**Page extract**.
========

Memphis police identified the four adults who were found slain in small brick house on Monday. Officers went door-to-door looking for tips that could lead to a suspect or a motive.
Memphis Shooting
Nicole Dotson, left, and Priscilla Shaw, the sister and mother of Cecil Dotson, who is believed to be one of six murder victims in Memphis, Tenn. attend a prayer service on Tuesday.Greg Campbell / AP
/ Source: The Associated Press

Memphis police identified the four adults who were found slain in small brick house on Monday.

Police had forced their way into the a house and discovered the bodies of four adults and two children, as well as three children found clinging to life.

Police Lt. Joe Scott said the slain victims identified were: Cecil Dotson, 30; Hollis Seals, 33; Shindri Roberson, 20; and Marissa Rene Williams, 26.

The deceased children's identities were withheld. Police also would not identify the three injured youngsters. Children, ages 7, 4 and 10 months, were taken to Le Bonheur Children's Medical Center.

Dotson's family members said that Dotson was killed in the home, along with Williams, who was his girlfriend. Family said the five children in the attack were Dotson's.

The connection of the other two adults remained unknown. 

Family kept to themselves
Authorities were called to the house by a relative who knocked on the door around 6 p.m. Monday but did not get an answer.

Detectives and crime scene specialists were still at the scene late Monday night and authorities cordoned off a block in either direction.

Dark, narrow streets in the low-income working class neighborhood, still wet from heavy rains, showed little signs of life late Monday except for the flashing lights of police cars.

Wayne Bolden, who lives across the street from the scene of the shooting, said that the adult male occupant of the house periodically fired shots in his yard.

"He'd shoot on the Fourth of July and New Year's Eve," Bolden said. "He'd have company over and I'd hear the shots."

He said the family there kept to themselves, but he would see four or five children from the house riding bicycles occasionally.

"It's a pretty quiet neighborhood; nothing of this magnitude has ever happened here," Bolden said.

========

**Recorded information**.
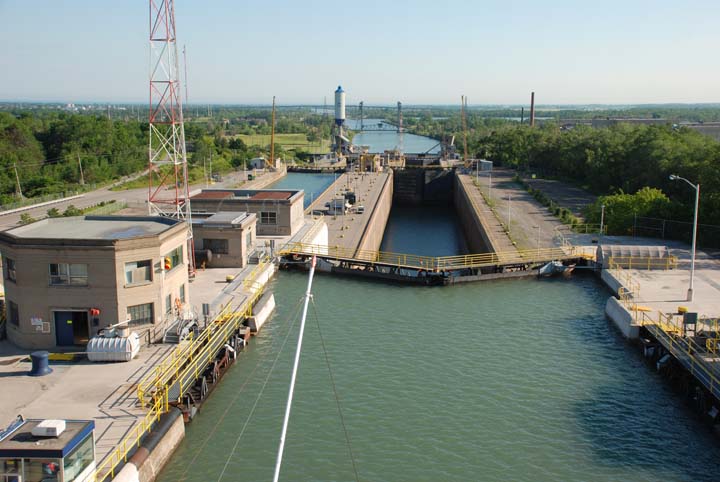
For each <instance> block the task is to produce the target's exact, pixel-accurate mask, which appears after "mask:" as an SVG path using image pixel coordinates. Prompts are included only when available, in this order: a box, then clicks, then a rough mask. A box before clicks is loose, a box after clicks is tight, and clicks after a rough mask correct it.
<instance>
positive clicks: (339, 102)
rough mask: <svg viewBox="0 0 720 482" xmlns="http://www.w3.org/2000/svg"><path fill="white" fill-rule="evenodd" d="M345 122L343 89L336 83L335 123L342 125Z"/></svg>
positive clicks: (335, 123) (338, 125) (335, 95)
mask: <svg viewBox="0 0 720 482" xmlns="http://www.w3.org/2000/svg"><path fill="white" fill-rule="evenodd" d="M344 123H345V91H344V90H342V86H341V85H338V88H337V90H336V91H335V124H336V125H337V126H342V125H343V124H344Z"/></svg>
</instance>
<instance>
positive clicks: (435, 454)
mask: <svg viewBox="0 0 720 482" xmlns="http://www.w3.org/2000/svg"><path fill="white" fill-rule="evenodd" d="M398 213H399V211H397V210H396V211H394V213H393V215H392V216H391V221H390V225H389V227H388V233H390V235H391V239H390V241H389V240H388V239H386V245H387V244H388V243H390V245H391V246H392V247H393V250H395V251H401V252H402V251H403V250H405V251H408V250H410V249H413V250H415V252H418V253H419V254H453V253H451V252H450V253H448V252H447V251H446V250H449V251H452V249H459V250H462V242H461V240H459V239H457V237H458V236H460V234H459V230H458V229H457V227H456V226H455V227H454V228H451V229H448V226H447V219H446V217H447V216H445V215H443V214H442V213H439V215H436V216H427V217H425V218H423V219H422V221H421V222H420V221H418V222H415V223H414V225H413V223H410V224H405V225H404V226H401V224H398V223H399V222H400V223H402V222H403V221H402V220H403V219H405V216H399V215H398ZM399 227H401V228H402V229H400V228H399ZM428 232H432V236H430V235H428V234H427V233H428ZM392 233H395V234H394V235H393V234H392ZM442 233H445V234H446V236H447V238H446V239H444V240H443V239H440V240H438V236H440V237H442V236H441V234H442ZM391 241H392V242H391ZM442 246H444V248H442V251H443V252H442V253H438V252H437V250H439V249H441V247H442ZM453 247H454V248H453ZM306 284H307V274H304V273H300V272H281V273H279V274H278V276H277V277H276V278H275V279H274V280H273V281H272V283H271V284H270V286H269V289H270V290H272V291H273V292H274V293H275V298H276V301H277V311H276V313H275V315H274V317H273V318H272V319H271V320H270V321H269V322H268V323H267V324H266V325H265V327H264V328H263V330H262V332H261V333H260V335H259V336H257V337H255V338H253V339H252V341H251V344H250V346H249V347H248V348H247V349H246V350H245V351H244V352H242V353H240V354H239V356H238V360H237V363H236V364H235V365H234V366H233V367H232V368H231V369H230V371H229V372H228V373H227V374H226V376H225V378H224V379H223V381H222V383H221V384H220V386H219V387H218V388H217V390H216V391H215V392H214V393H213V394H212V395H211V397H210V398H209V400H208V401H207V402H206V403H205V404H204V405H203V407H202V411H201V412H200V414H199V416H198V417H197V418H196V419H195V420H194V421H193V422H192V423H190V424H189V425H187V427H186V430H187V432H186V437H185V440H184V441H183V442H182V444H181V445H180V447H179V449H178V450H177V452H176V453H175V454H174V455H173V457H172V459H171V461H170V462H169V464H168V466H167V467H166V468H165V470H164V471H163V473H162V475H161V477H160V480H161V481H164V482H169V481H176V480H187V481H198V482H199V481H214V480H224V481H267V480H272V475H273V470H274V465H275V458H276V453H277V448H278V442H279V436H280V430H281V426H282V419H283V415H284V410H285V401H286V397H287V390H288V386H289V380H290V371H291V366H292V360H293V356H294V351H295V346H296V342H297V333H298V328H299V310H300V308H301V306H300V300H301V298H302V296H303V293H304V290H305V287H306ZM313 292H314V309H313V308H312V307H311V310H310V312H309V317H308V324H307V327H306V331H305V341H304V345H303V354H302V360H301V365H300V370H299V374H298V380H297V385H296V390H295V402H294V405H293V411H292V417H291V420H290V425H289V430H288V436H287V443H286V447H285V458H284V464H283V469H282V473H281V479H282V480H287V481H350V480H355V477H354V472H353V467H352V464H351V459H350V456H349V452H348V445H347V443H346V440H345V436H344V431H343V426H342V424H341V421H340V417H339V416H338V409H337V405H336V402H335V397H334V392H333V380H334V383H335V388H336V391H337V395H338V397H339V399H340V402H341V406H342V411H343V415H344V420H345V426H346V429H347V433H348V436H349V438H350V440H351V447H352V453H353V454H354V458H355V463H356V467H357V472H358V474H359V479H360V480H363V481H398V482H401V481H408V482H416V481H712V480H718V476H717V470H718V465H717V461H718V460H720V444H719V443H718V441H717V439H716V437H715V436H714V435H713V434H712V433H711V432H710V430H709V429H708V428H707V427H706V426H705V425H703V424H702V423H701V422H700V421H699V420H698V418H697V417H696V416H695V415H694V414H693V413H692V412H691V410H690V409H689V408H688V406H687V405H686V403H685V402H684V400H683V399H682V398H681V397H680V396H678V395H676V394H675V393H674V392H673V391H672V390H671V389H670V388H669V386H668V384H667V382H666V381H665V380H664V379H662V378H661V377H660V376H658V375H657V374H656V373H655V372H654V371H653V369H652V368H651V367H649V366H648V365H647V364H646V363H645V361H644V360H643V358H642V356H641V355H640V353H639V351H638V349H637V348H635V347H632V346H630V345H629V344H628V343H626V342H625V340H623V339H622V337H621V336H620V335H619V334H618V333H617V331H616V330H615V329H614V328H613V327H612V326H611V325H610V324H609V323H608V322H607V321H606V320H605V317H604V314H603V308H604V304H605V301H606V299H607V297H608V296H609V295H610V293H609V292H608V291H606V290H605V289H604V288H603V287H602V286H601V285H600V284H599V283H598V282H597V281H596V279H595V278H594V277H592V276H590V275H585V276H583V275H582V274H578V275H575V276H574V277H573V278H572V279H570V280H565V279H547V280H536V279H527V280H504V281H494V282H485V283H475V284H467V285H456V286H448V287H416V286H404V285H393V284H384V283H378V282H370V281H365V280H355V279H352V278H338V277H332V276H330V275H326V274H318V275H317V276H316V278H315V283H314V287H313ZM321 334H322V337H321ZM326 354H327V357H328V359H329V361H330V365H331V367H332V379H331V376H330V372H329V370H328V367H327V364H326V359H325V356H326Z"/></svg>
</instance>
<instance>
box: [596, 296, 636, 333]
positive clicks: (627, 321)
mask: <svg viewBox="0 0 720 482" xmlns="http://www.w3.org/2000/svg"><path fill="white" fill-rule="evenodd" d="M605 315H606V316H607V317H608V318H609V319H610V320H612V322H613V323H615V326H617V327H618V329H619V330H620V332H622V334H623V335H624V336H625V338H628V339H631V340H635V339H637V338H638V337H639V336H640V325H639V324H636V323H635V322H634V321H633V318H632V314H631V313H630V312H629V311H628V310H627V309H626V308H625V307H624V306H623V305H622V303H620V300H618V299H617V298H615V297H614V296H611V297H610V298H608V300H607V303H605Z"/></svg>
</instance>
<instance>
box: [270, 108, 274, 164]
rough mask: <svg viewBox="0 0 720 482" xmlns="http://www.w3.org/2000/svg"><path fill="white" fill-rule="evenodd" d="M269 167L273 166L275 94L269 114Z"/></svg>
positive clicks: (273, 153)
mask: <svg viewBox="0 0 720 482" xmlns="http://www.w3.org/2000/svg"><path fill="white" fill-rule="evenodd" d="M270 119H271V120H270V124H271V125H270V167H272V168H275V96H274V95H273V110H272V114H271V116H270Z"/></svg>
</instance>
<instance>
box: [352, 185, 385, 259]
mask: <svg viewBox="0 0 720 482" xmlns="http://www.w3.org/2000/svg"><path fill="white" fill-rule="evenodd" d="M392 201H393V174H392V173H390V175H389V176H387V177H386V178H385V185H384V186H383V188H382V191H381V192H380V195H379V196H378V200H377V202H376V203H375V207H374V208H373V212H372V214H371V215H370V220H369V221H368V223H367V224H366V225H365V230H364V231H363V234H362V236H361V237H360V242H359V243H358V249H357V251H360V250H368V251H378V250H379V249H380V245H381V244H382V239H383V236H384V235H385V227H386V226H387V220H388V218H389V217H390V209H391V208H392ZM357 251H356V252H357Z"/></svg>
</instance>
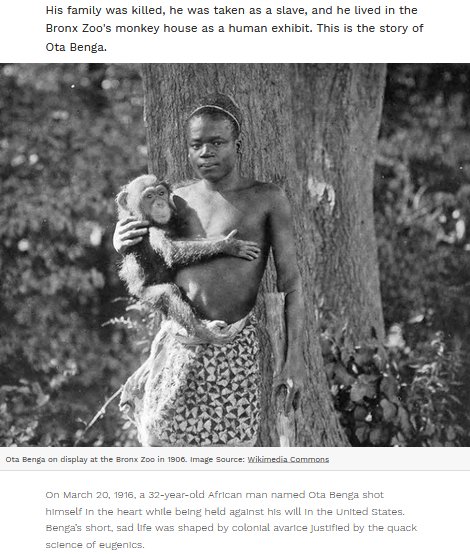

========

**Questions**.
1/ In the Memphis news report, who called authorities to the house, and why?
2/ Write out the passage of the Memphis news report from "Memphis Shooting" up to and including "Children's Medical Center.".

**Answers to the exercise**.
1/ A relative called them after knocking on the door around 6 p.m. Monday and getting no answer.

2/
Memphis Shooting
Nicole Dotson, left, and Priscilla Shaw, the sister and mother of Cecil Dotson, who is believed to be one of six murder victims in Memphis, Tenn. attend a prayer service on Tuesday.Greg Campbell / AP
/ Source: The Associated Press

Memphis police identified the four adults who were found slain in small brick house on Monday.

Police had forced their way into the a house and discovered the bodies of four adults and two children, as well as three children found clinging to life.

Police Lt. Joe Scott said the slain victims identified were: Cecil Dotson, 30; Hollis Seals, 33; Shindri Roberson, 20; and Marissa Rene Williams, 26.

The deceased children's identities were withheld. Police also would not identify the three injured youngsters. Children, ages 7, 4 and 10 months, were taken to Le Bonheur Children's Medical Center.